Passage given:
==============================

Theorizing Modernities article

Religion, Modernity, and Experience: Reflections on Niloofar Haeri’s Say What Your Longing Heart Desires

Riza-yi `Abbasi (ca. 1565–1635), The Old man and the Youth, second quarter 17th century, Islamic, Safavid period (1501–1722). Ink, transparent and opaque watercolor, and gold on paper; 5 in. high 2.12 in. wide (12.7 cm high 5.4 cm wide). The Metropolitan Museum of Art, New York, Fletcher Fund, 1925 (25.68.5). Public Domain.

Given the complicated and sometimes dangerous political reality that scholars and journalists face on the ground, there is a dearth of in-depth studies that shed light on the dynamics of lived religion in Iran. Niloofar Haeri’s new book, Say What Your Longing Heart Desires is the latest among less than a dozen books that have been published in the past decade on the topic. Other examples include works from Alireza Doostdar, Narges Bajoghli, and Behrooz Ghamari-Tabrizi. The book offers us a fascinating window into the religious lives of a group of women through the lens of prayer and poetry. As a good anthropologist, Haeri is forthcoming with her own positionality at the very beginning of the book. “Having grown up in a religious family in Iran,” she says in the preface, “and having lived through the 1979 revolution, I spent many years of my life running the other way whenever the subject of religion came up. I was uninterested and at times even quietly hostile.” After a crucial encounter with a religious relative who tells her about how well her prayers had gone one evening the author begins to understand that—in spite of living many years in the company of men and women who prayed—she “did not understand the most basic ritual that Muslims must perform every day”—an honest and brave admission that many secular scholars would not easily make (xi).

==============================

Rows:

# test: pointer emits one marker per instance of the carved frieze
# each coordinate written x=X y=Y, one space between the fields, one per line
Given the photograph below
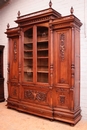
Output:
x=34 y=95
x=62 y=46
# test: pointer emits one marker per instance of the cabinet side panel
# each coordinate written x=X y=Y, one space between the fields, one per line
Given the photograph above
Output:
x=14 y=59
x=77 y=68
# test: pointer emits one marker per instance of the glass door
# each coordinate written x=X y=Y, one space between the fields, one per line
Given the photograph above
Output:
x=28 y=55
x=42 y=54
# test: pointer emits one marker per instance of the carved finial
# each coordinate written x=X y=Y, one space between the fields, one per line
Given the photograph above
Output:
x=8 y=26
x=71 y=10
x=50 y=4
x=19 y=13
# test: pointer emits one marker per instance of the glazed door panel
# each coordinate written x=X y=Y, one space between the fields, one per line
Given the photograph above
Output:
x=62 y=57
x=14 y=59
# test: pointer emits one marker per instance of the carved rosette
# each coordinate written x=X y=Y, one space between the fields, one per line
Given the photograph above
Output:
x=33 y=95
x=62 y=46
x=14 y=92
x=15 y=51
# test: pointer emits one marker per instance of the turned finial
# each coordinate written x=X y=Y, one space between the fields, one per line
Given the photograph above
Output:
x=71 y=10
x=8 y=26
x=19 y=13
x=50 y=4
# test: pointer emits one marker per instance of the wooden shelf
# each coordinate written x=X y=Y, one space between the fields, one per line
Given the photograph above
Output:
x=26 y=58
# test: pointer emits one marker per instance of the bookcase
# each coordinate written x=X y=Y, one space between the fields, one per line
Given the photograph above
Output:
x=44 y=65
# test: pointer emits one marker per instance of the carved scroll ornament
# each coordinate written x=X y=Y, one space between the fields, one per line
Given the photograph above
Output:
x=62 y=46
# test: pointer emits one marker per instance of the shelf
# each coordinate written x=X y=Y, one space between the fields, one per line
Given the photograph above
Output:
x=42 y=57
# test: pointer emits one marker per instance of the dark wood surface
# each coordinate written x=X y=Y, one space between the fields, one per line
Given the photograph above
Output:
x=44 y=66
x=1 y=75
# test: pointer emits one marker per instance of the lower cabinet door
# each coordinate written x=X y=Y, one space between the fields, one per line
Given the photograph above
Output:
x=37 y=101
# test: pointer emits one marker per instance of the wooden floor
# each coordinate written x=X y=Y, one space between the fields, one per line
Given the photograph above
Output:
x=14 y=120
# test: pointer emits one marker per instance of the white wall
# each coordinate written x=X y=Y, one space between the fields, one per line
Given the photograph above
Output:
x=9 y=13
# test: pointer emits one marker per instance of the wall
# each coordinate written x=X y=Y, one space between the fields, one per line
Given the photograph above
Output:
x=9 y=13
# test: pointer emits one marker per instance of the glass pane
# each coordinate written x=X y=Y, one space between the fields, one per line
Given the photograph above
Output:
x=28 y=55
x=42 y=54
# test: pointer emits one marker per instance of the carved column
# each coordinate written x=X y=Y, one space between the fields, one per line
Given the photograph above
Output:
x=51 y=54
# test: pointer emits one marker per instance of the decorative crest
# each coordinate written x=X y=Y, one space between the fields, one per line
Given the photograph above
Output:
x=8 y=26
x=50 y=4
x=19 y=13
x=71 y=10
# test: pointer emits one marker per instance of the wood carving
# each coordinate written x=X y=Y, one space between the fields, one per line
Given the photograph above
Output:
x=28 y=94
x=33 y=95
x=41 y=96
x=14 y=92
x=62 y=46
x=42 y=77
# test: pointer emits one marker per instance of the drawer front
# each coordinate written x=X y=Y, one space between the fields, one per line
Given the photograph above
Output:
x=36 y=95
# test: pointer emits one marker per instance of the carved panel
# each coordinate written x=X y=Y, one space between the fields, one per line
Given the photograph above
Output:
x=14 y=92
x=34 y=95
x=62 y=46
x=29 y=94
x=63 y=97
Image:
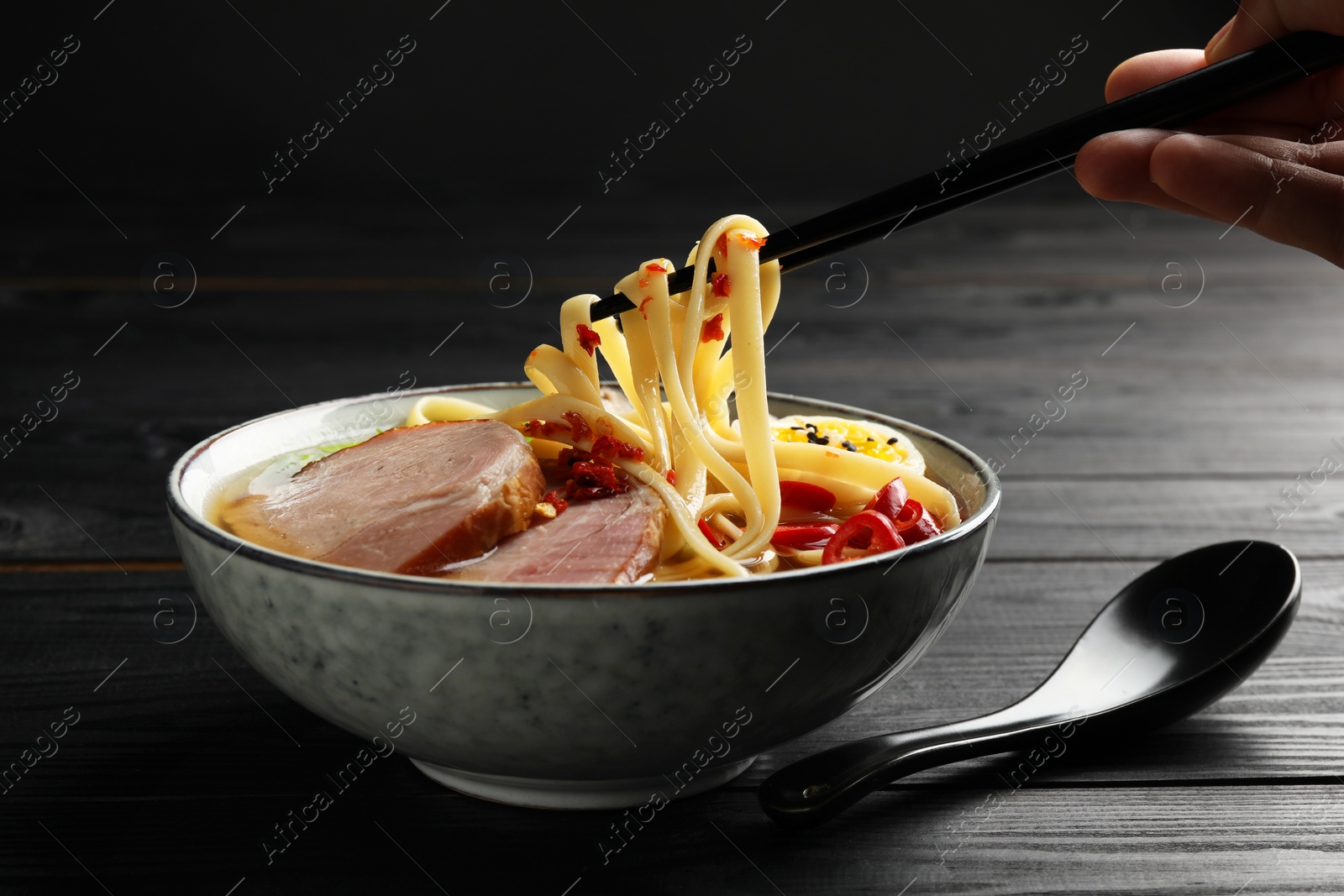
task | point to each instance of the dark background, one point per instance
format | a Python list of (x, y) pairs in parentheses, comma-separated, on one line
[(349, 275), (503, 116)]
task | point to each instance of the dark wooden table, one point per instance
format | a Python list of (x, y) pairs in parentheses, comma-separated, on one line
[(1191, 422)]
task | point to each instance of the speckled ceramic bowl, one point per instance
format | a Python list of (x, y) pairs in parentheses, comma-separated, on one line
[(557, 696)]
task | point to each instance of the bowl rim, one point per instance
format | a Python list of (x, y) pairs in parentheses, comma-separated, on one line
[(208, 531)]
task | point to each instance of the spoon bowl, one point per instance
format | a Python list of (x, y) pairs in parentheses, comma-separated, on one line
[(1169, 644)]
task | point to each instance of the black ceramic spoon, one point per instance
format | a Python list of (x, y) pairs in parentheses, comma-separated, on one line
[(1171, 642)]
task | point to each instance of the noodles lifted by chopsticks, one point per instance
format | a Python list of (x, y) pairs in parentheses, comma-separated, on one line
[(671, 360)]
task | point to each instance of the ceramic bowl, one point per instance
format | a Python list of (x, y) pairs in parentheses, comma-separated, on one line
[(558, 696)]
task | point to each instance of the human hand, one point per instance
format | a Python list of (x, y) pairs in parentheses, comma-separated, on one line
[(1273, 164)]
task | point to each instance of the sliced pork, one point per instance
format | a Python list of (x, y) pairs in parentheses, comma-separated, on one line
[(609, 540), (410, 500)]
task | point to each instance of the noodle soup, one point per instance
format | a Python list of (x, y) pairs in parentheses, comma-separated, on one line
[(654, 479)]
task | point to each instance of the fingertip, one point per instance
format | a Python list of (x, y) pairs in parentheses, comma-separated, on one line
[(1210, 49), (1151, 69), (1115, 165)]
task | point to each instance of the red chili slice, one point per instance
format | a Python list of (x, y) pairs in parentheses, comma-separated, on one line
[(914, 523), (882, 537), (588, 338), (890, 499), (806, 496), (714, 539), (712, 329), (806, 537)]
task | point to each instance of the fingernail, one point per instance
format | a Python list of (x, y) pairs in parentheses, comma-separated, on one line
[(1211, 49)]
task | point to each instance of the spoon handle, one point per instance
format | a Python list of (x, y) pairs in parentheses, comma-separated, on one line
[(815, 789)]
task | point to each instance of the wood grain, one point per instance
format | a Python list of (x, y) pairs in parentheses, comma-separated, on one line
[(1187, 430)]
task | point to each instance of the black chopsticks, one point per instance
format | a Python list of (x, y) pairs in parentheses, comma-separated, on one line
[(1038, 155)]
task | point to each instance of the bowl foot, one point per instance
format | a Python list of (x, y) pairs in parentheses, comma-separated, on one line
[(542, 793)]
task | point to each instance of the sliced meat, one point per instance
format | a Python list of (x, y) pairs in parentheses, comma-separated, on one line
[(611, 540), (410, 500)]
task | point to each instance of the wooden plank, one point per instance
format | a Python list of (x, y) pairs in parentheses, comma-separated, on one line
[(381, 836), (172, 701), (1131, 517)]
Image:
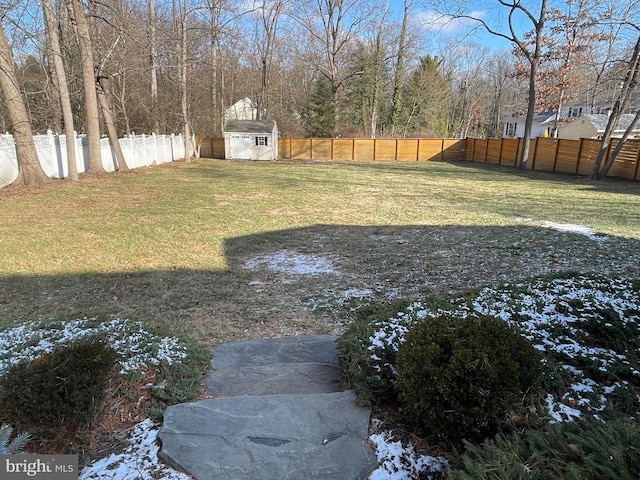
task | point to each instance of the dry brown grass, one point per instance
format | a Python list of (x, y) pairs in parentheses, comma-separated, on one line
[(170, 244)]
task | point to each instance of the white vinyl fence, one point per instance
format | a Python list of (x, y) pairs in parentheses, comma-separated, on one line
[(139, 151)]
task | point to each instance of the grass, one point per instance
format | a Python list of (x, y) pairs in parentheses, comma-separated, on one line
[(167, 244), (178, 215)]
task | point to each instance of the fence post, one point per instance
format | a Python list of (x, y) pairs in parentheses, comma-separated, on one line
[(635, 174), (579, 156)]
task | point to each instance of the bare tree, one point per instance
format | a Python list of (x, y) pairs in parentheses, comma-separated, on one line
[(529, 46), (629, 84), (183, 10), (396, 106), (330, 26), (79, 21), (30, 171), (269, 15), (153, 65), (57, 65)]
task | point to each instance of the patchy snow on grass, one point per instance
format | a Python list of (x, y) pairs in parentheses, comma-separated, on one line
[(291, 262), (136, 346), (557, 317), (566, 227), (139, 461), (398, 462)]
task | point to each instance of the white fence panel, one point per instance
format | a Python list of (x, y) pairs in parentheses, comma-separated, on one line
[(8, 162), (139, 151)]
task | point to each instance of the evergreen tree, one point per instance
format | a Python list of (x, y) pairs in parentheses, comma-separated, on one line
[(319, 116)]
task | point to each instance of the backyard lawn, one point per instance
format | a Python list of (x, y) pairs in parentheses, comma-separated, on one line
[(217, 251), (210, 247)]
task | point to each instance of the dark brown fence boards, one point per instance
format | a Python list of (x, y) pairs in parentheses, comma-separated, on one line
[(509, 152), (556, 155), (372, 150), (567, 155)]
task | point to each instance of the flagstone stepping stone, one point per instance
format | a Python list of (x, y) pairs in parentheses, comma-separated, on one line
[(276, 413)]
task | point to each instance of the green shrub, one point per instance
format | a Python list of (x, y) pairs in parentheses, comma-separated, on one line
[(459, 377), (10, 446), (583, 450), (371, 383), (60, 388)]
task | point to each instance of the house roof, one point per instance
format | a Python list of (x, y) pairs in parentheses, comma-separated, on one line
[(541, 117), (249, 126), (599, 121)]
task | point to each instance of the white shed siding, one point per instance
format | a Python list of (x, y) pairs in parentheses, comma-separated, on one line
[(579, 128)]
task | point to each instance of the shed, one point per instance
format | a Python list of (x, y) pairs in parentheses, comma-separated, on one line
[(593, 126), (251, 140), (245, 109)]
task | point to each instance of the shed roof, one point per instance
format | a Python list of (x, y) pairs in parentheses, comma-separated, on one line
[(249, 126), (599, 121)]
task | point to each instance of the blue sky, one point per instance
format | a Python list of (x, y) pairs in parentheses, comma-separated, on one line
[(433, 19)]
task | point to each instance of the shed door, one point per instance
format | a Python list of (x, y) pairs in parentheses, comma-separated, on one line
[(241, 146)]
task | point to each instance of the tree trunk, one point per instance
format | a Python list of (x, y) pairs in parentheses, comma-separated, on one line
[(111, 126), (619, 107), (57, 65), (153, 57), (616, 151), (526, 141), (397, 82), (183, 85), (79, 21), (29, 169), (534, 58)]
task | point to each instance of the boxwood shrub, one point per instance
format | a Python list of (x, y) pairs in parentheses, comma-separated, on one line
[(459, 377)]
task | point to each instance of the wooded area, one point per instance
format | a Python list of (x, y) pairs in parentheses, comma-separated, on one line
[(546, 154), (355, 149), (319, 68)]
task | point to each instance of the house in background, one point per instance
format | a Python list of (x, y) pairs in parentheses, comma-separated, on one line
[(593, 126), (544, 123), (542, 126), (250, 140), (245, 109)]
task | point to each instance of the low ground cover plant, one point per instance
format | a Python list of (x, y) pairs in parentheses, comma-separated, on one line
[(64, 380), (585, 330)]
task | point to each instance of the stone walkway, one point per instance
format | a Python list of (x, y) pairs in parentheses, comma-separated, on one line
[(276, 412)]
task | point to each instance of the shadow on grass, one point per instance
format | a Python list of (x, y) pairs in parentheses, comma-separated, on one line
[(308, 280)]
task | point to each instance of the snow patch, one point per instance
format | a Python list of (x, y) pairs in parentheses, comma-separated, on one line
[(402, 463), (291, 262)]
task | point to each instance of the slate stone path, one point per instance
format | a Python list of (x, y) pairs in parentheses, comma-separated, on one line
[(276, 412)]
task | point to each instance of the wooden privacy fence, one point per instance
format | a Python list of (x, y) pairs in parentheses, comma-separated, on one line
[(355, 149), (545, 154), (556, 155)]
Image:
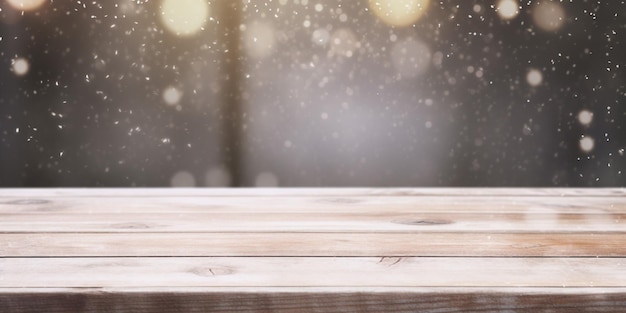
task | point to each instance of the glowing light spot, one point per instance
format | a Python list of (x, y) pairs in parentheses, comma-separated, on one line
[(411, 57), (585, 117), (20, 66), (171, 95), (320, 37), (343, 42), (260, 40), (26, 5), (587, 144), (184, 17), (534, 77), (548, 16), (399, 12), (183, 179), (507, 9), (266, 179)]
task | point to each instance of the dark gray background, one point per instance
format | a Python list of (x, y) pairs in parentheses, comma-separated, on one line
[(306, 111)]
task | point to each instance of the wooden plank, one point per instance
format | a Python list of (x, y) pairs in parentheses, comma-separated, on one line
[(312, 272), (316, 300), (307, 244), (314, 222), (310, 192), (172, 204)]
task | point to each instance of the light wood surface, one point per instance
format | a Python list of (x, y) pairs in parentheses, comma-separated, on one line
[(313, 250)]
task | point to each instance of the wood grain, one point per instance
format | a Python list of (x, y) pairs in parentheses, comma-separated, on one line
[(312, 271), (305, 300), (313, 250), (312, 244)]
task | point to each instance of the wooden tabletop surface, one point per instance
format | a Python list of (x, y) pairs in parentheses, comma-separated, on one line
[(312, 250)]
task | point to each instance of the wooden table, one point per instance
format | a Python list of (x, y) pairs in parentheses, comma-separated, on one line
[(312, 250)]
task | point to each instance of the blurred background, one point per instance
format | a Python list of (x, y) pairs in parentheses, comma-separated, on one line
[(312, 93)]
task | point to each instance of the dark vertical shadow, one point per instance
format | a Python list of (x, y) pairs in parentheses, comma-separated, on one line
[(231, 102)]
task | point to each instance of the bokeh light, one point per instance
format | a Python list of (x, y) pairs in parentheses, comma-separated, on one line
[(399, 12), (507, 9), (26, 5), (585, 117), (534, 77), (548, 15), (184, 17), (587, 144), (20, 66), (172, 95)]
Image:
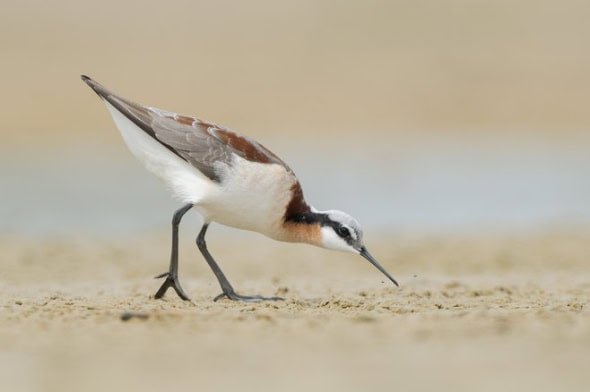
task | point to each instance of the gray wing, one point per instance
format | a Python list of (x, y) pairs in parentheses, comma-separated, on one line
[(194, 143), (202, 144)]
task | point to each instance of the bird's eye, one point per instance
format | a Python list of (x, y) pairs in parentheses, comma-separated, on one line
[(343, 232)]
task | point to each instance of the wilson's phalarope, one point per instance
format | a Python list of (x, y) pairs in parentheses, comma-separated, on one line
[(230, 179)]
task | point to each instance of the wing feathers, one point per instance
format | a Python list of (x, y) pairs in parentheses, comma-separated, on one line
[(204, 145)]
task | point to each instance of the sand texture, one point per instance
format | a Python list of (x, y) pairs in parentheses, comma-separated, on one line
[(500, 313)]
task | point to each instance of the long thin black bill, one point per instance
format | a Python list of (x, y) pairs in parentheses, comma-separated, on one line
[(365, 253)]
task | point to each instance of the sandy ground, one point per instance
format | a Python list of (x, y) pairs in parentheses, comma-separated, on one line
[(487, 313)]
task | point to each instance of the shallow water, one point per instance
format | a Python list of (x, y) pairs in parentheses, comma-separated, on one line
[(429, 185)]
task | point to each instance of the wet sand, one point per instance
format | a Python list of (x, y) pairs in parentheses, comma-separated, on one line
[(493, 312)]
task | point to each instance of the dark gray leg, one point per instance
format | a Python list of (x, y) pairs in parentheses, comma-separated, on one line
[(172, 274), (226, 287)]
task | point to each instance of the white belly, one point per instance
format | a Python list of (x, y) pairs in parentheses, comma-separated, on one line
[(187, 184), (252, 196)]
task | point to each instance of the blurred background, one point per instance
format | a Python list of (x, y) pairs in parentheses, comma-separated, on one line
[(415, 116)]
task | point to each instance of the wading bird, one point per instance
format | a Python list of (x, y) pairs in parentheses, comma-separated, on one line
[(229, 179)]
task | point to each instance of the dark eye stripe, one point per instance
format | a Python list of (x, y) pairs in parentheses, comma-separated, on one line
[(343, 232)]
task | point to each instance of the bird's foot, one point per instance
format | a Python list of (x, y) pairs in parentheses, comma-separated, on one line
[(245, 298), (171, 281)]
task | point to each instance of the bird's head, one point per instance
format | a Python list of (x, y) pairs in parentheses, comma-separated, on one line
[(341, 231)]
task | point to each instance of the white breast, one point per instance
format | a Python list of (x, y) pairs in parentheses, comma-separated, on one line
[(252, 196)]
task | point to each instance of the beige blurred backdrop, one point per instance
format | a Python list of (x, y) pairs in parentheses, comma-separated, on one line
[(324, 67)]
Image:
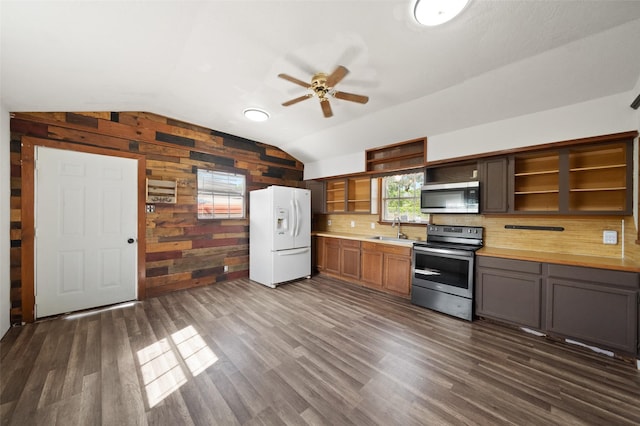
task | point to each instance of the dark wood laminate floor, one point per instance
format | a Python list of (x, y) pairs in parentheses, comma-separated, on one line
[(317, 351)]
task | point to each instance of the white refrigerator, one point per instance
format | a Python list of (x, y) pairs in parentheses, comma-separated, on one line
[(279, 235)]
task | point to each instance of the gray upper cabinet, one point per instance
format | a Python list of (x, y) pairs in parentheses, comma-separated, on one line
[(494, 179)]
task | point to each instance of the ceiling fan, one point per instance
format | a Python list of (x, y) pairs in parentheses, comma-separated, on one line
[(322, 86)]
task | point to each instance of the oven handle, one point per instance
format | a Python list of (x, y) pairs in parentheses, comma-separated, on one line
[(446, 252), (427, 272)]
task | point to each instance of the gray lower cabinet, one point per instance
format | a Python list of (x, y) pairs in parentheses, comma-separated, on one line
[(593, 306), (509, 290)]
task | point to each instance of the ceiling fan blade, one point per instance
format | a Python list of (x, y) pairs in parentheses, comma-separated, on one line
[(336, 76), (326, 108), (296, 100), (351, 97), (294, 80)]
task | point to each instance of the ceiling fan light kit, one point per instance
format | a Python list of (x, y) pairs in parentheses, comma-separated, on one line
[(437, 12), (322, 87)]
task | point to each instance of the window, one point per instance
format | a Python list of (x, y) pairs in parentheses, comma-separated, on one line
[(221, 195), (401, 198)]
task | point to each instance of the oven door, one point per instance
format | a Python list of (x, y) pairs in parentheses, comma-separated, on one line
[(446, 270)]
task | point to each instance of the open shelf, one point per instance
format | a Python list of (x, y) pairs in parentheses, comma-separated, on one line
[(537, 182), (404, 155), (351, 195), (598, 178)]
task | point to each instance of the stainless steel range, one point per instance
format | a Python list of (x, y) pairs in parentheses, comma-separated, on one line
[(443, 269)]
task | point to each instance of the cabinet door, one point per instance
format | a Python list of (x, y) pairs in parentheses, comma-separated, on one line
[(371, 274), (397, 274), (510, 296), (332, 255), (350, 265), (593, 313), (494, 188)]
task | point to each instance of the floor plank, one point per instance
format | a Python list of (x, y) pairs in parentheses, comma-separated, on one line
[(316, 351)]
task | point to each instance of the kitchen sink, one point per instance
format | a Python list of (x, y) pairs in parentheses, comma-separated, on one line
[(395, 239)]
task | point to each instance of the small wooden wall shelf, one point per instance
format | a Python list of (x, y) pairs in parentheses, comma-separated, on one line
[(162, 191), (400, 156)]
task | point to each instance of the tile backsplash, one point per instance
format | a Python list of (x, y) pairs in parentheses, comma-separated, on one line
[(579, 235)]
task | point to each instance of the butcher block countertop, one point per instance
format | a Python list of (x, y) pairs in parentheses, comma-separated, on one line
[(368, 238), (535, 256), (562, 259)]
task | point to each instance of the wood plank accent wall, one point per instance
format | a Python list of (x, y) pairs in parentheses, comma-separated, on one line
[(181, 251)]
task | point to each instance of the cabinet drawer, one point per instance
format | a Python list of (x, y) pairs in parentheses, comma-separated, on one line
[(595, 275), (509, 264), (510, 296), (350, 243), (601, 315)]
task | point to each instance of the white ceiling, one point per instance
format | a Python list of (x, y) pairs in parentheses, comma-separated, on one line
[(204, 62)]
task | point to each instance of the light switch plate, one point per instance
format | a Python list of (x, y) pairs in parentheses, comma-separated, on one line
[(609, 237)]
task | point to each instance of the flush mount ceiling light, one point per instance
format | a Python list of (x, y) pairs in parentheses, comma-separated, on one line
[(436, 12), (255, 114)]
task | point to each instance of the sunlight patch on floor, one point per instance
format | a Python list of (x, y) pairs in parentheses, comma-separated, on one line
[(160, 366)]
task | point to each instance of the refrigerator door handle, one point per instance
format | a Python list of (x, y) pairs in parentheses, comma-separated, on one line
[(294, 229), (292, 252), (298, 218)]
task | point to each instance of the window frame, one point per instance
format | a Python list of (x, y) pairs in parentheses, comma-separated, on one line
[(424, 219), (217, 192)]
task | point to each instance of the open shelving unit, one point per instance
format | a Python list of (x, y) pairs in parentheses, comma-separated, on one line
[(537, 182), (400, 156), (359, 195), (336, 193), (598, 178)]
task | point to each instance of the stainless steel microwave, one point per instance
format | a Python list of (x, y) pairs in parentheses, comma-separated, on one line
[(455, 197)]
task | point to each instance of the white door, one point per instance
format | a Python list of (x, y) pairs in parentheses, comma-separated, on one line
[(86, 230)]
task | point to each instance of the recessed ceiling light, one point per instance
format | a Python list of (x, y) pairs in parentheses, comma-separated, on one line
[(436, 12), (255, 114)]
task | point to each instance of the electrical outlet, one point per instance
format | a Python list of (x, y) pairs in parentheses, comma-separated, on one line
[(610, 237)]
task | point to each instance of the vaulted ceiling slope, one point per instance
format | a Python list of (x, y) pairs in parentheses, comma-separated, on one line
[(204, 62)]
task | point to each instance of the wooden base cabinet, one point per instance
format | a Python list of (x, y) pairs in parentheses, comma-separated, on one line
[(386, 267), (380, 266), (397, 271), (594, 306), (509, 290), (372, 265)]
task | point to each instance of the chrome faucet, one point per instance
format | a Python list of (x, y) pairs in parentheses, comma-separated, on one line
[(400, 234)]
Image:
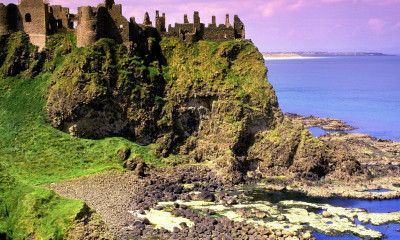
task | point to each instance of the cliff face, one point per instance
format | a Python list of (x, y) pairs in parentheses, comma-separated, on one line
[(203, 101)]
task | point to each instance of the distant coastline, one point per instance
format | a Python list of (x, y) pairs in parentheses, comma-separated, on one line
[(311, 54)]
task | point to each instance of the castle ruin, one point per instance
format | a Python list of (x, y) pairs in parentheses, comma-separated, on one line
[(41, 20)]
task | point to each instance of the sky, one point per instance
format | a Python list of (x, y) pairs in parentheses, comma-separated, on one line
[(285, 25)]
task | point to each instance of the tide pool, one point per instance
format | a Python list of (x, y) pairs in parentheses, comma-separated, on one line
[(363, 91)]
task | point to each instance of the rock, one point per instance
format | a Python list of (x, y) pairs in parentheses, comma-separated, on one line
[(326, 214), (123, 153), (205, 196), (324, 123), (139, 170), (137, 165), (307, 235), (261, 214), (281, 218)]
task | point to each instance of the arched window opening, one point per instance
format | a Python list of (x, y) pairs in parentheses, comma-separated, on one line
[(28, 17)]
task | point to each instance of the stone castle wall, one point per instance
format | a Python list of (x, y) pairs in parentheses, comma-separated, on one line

==============================

What you need to do: Translate this sentence from the article on Haeri's book into Spanish: "The book offers us a fascinating window into the religious lives of a group of women through the lens of prayer and poetry." The entries aren't needed for this.

Complete output: El libro nos ofrece una fascinante ventana a las vidas religiosas de un grupo de mujeres a través del prisma de la oración y la poesía.